_Texto fornecido_:
··········

Jo Melo criou em 2016 a revista Mães que Escrevem, uma “rede de apoio e acolhimento através da escrita” que já publicou mais de 2 mil textos, além de promover encontros virtuais e presenciais. Saiba mais sobre o projeto em www.maesqueescrevem.com.br.


Ninguém no mundo

A sugestão de um livro coletivo para a conclusão da turma de Especialização em Escrita Criativa da Cesar School, no Recife, contou com o entusiasmo e a dedicação de 13 mãos. Assim surgiu o romance inovador “Ninguém no mundo”, que será lançado nesta quinta, 9, na Bienal do Livro de Pernambuco, a partir das 18h no Círculo das Ideias. Os autores são: Anne Benevides, Camila Cursino, Charlene Valéria, Clarisse Telles, Danilo de Oliveira, Emanuely Lima, Gabriela Machado, Larissa Barbosa, Luciana Nogueira, Natália Câmara, Raimundo Fernandes, Raul Bradley e Sílvio Luiz.


Autoria diluída

O professor responsável pela ideia foi o escritor e editor Wellington de Melo, que falou à Literária. “O grupo me procurou para editar seu livro de conclusão de curso: uma coletânea de textos produzidos pelo grupo. Eu disse que essa proposta, embora válida, seria só mais uma, que eles poderiam fazer algo de fato inovador. De pronto, propus: e se escrevessem um romance coletivo, em que não apenas cada capítulo fosse escrito por um deles, mas a própria autoria estaria diluída no processo? Para minha surpresa - e receio - eles toparam”.


Um capítulo por autor

“Propus de dividissem inicialmente a escrita em capítulos - 13, sendo um para cada autor ou autora - com uma limitação de caracteres. Não houve combinação de tema, mas propus que cada um só teria acesso à leitura do capítulo anterior e algumas poucas informações sobre as personagens - que iam sendo complementadas à medida que o romance avançasse. Cada autor teria uma semana para escrever e, ao final desse prazo, com o livro finalizado, começaria a segunda etapa, em que todos leriam o resultado e faríamos uma edição coletiva, com orientações editoriais minhas. Na terceira etapa, fiz a edição da versão final, e já não havia as barreiras iniciais de 13 capítulos: era um romance efetivamente coletivo, em que os autores e autoras intervinham uns nos capítulos dos outros”.

 

Literatura sem precedente

As restrições não eram aleatórias, conta o professor Wellington. “Tinha em minha mente, por um lado, a técnica de criação coletiva do “cadavre exquis” (cadáver esquisito), a partir da qual se formavam desenhos ou frases de maneira colaborativa e secreta. Como seria um romance escrito assim? É algo que não tem, até onde sei, precedente na literatura. A técnica, em essência, me remetia ao movimento francês do Oulipo - Ouvroir de Littérature Potentielle - que tinha como proposta a literatura escrita a partir de restrições. Eu queria dar aos escritores e escritoras em formação um desafio à sua altura. Eles se saíram muito bem”, celebra.


E a voz do autor?

··········

_Listagem bruta_:
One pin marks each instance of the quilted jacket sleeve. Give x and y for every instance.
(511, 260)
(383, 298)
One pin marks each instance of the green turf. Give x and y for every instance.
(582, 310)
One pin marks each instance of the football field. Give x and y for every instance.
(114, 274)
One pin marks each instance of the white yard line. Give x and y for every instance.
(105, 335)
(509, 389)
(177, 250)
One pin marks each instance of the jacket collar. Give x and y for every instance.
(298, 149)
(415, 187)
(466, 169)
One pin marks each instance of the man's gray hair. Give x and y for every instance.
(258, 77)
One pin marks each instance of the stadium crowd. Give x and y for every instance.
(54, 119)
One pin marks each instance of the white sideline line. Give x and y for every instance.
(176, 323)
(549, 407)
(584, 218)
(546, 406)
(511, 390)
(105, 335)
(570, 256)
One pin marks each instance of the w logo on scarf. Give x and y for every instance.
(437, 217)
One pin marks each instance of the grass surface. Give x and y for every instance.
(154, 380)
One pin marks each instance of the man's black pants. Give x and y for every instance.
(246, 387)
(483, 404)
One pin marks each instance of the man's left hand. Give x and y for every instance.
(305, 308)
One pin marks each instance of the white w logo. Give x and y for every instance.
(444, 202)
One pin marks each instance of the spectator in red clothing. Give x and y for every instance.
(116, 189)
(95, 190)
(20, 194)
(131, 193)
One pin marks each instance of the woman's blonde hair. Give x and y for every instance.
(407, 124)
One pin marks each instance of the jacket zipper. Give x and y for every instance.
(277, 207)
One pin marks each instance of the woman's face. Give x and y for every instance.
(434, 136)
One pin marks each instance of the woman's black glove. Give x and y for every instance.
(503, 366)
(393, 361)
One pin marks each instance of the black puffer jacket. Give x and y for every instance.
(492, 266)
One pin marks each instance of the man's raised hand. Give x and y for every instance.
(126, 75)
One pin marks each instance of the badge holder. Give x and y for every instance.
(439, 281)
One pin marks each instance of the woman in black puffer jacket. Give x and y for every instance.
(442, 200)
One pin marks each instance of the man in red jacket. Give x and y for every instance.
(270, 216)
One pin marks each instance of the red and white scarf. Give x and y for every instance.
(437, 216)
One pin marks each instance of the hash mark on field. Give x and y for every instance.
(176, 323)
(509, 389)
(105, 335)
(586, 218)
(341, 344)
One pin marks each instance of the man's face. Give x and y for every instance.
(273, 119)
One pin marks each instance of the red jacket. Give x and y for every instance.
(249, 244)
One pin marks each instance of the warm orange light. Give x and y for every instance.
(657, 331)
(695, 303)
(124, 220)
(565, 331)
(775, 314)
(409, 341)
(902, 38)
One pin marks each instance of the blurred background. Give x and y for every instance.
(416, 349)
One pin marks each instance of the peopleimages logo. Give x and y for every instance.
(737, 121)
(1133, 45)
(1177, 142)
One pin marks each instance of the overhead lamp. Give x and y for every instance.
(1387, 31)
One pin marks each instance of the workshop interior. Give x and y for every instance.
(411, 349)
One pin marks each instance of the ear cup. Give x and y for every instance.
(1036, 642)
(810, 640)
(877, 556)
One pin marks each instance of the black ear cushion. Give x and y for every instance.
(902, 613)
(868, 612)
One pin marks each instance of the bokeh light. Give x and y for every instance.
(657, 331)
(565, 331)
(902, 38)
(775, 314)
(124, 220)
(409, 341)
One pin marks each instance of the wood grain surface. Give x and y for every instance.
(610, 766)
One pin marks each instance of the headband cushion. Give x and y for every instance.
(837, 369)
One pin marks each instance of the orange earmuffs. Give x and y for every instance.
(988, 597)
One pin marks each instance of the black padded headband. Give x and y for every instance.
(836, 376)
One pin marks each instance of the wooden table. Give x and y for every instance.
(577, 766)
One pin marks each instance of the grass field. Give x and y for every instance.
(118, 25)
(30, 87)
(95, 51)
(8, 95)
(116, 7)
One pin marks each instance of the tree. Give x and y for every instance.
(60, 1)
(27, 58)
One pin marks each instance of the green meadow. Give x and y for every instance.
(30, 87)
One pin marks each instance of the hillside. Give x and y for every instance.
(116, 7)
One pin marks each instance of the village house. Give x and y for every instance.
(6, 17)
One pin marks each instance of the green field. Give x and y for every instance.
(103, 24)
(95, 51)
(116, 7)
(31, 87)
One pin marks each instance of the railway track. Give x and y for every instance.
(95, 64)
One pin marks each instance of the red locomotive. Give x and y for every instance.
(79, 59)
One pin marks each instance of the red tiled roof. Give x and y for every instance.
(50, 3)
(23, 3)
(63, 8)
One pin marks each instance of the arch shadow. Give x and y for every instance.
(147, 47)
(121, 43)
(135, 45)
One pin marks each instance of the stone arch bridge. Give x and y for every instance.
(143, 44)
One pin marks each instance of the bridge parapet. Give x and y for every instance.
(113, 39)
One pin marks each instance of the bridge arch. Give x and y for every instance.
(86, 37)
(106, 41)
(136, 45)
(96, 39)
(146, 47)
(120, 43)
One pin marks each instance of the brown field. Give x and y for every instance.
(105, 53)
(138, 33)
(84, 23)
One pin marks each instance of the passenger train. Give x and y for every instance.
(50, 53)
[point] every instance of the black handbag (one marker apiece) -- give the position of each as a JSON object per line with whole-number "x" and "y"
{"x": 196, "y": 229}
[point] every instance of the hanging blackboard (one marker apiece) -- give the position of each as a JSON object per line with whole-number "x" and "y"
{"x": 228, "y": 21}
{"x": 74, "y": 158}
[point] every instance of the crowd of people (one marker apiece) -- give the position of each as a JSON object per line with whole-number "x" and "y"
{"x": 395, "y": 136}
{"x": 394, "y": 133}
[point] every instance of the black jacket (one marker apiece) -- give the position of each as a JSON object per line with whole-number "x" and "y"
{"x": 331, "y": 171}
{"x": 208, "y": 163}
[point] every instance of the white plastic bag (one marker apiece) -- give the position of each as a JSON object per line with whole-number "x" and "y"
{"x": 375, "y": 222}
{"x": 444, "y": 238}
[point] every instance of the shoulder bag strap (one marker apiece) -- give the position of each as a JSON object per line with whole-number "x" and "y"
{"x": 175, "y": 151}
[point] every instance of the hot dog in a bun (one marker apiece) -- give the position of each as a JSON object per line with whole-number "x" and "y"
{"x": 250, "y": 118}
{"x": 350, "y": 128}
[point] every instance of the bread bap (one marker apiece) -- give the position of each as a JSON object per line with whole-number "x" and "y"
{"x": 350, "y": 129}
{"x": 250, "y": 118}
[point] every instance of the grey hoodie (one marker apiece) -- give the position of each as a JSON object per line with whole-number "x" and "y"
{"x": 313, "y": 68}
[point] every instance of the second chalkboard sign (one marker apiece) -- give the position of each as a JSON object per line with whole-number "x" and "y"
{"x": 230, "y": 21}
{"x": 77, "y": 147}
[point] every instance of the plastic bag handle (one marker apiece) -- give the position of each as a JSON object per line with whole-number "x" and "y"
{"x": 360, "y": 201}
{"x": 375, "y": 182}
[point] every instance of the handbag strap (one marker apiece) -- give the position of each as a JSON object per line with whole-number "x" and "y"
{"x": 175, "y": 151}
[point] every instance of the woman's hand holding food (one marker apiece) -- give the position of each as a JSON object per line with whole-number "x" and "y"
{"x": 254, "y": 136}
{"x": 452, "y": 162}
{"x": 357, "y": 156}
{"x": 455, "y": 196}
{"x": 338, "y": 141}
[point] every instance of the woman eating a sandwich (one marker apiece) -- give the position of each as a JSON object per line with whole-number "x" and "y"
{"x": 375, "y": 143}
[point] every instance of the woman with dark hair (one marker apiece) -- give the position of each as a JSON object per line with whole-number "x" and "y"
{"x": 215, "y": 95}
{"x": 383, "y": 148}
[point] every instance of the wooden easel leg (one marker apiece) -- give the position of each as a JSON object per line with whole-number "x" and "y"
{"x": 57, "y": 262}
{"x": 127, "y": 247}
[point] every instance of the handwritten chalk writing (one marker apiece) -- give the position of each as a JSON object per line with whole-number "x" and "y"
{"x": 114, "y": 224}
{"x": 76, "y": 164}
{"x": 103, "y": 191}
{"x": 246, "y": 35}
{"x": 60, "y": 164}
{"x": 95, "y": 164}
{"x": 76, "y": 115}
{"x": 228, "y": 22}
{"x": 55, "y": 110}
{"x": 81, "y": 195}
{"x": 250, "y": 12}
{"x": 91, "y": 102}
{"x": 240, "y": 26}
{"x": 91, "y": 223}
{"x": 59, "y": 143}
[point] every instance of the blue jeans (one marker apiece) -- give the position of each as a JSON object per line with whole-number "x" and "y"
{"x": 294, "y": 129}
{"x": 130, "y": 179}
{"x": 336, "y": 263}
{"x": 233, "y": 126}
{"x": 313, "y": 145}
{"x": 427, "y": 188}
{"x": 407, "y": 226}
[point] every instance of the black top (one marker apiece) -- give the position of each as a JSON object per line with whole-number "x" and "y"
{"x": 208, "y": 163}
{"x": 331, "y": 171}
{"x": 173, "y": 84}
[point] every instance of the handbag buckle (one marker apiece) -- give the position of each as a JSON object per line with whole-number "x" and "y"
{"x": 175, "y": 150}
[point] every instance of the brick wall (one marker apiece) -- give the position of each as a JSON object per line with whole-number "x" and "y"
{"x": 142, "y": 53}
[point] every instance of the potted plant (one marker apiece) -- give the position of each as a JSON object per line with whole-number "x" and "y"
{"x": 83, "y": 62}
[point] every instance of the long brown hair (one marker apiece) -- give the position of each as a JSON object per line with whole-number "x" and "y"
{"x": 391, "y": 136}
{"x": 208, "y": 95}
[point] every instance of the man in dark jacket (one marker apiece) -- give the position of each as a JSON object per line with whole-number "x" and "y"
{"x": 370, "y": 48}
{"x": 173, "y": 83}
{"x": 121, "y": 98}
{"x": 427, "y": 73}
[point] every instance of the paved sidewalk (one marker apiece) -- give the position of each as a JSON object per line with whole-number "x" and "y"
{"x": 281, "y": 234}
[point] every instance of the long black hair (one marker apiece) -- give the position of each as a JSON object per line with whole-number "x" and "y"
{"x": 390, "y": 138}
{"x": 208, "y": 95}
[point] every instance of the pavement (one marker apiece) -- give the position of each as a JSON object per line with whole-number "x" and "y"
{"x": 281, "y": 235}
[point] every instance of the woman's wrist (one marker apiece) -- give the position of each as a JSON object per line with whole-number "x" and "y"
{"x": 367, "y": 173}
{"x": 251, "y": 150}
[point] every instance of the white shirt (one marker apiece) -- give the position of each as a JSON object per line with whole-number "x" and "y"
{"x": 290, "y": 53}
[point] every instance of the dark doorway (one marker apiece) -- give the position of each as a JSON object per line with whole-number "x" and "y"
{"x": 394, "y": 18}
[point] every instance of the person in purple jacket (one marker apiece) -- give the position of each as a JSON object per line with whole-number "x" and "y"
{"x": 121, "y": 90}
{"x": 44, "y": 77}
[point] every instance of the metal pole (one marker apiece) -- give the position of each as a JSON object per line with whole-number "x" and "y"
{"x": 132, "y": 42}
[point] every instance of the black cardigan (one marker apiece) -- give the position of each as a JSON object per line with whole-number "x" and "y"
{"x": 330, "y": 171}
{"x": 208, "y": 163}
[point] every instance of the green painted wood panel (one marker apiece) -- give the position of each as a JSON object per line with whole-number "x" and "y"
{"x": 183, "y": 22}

··········

_Tarefas do exercício_:
- A) De acordo com o texto sobre o romance coletivo, quanto tempo cada autor tinha para escrever seu capítulo?
- B) Transcreva literalmente, do texto sobre o romance coletivo, o trecho que se inicia com as palavras "Jo Melo criou" e se encerra com "e Sílvio Luiz.".

_Respostas das tarefas_:
- A) Uma semana.

- B)
Jo Melo criou em 2016 a revista Mães que Escrevem, uma “rede de apoio e acolhimento através da escrita” que já publicou mais de 2 mil textos, além de promover encontros virtuais e presenciais. Saiba mais sobre o projeto em www.maesqueescrevem.com.br.


Ninguém no mundo

A sugestão de um livro coletivo para a conclusão da turma de Especialização em Escrita Criativa da Cesar School, no Recife, contou com o entusiasmo e a dedicação de 13 mãos. Assim surgiu o romance inovador “Ninguém no mundo”, que será lançado nesta quinta, 9, na Bienal do Livro de Pernambuco, a partir das 18h no Círculo das Ideias. Os autores são: Anne Benevides, Camila Cursino, Charlene Valéria, Clarisse Telles, Danilo de Oliveira, Emanuely Lima, Gabriela Machado, Larissa Barbosa, Luciana Nogueira, Natália Câmara, Raimundo Fernandes, Raul Bradley e Sílvio Luiz.